- [WHAT IS REQUIRED]:
Answer these questions from the excerpt of The Time of Our Lives:
1. What color were the bishop's robes?
2. For how long did the children listen to the bishop before becoming themselves again?
3. Since when have some of the children been in the narrator's house?

The Time of Our Lives
Page 14
Before the ceremony began the bishop stood with us in a little side room. He looked dignified and weighty, holding a tall staff shaped like a shepherd’s crook and wearing a miter, the big pointy hat, or rather the liturgical headdress, that bishops and cardinals sometimes wear. He was in bright red robes. He had thick eyeglasses and gray hair and was in his 70s, and as the girls and the boys chirped and shoved and laughed he took a hard look at them and said “Quiet!” in a way that made me mildly ashamed of my inability to whip them into shape. They listened to him for at least eight seconds before becoming themselves again.
* * *
I love some of these children. Some of them have been my son’s friends and in my house since preschool and I want to hug them when I see them. Some are so kindhearted that they bring tears to your eyes. Some of them are deep inside good and mean to do good in the world. A handful of them are brave, too, and have had a lot to put up with in their parents.

- [DATA EXTRACT]:
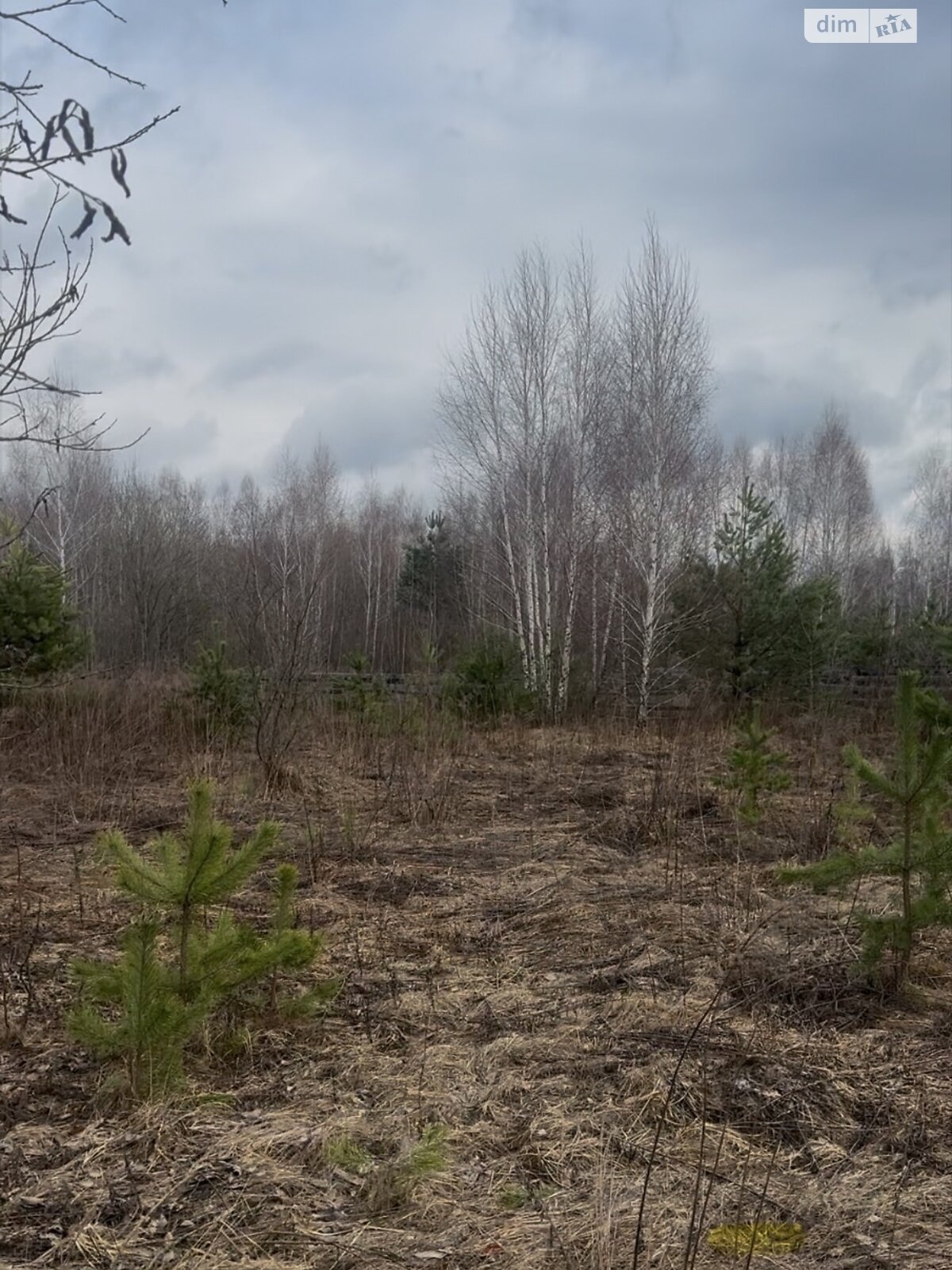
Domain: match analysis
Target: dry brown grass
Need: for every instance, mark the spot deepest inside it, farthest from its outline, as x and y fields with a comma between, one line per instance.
x=578, y=963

- [ANSWER BOX]:
1. Bright red.
2. At least eight seconds.
3. Since preschool.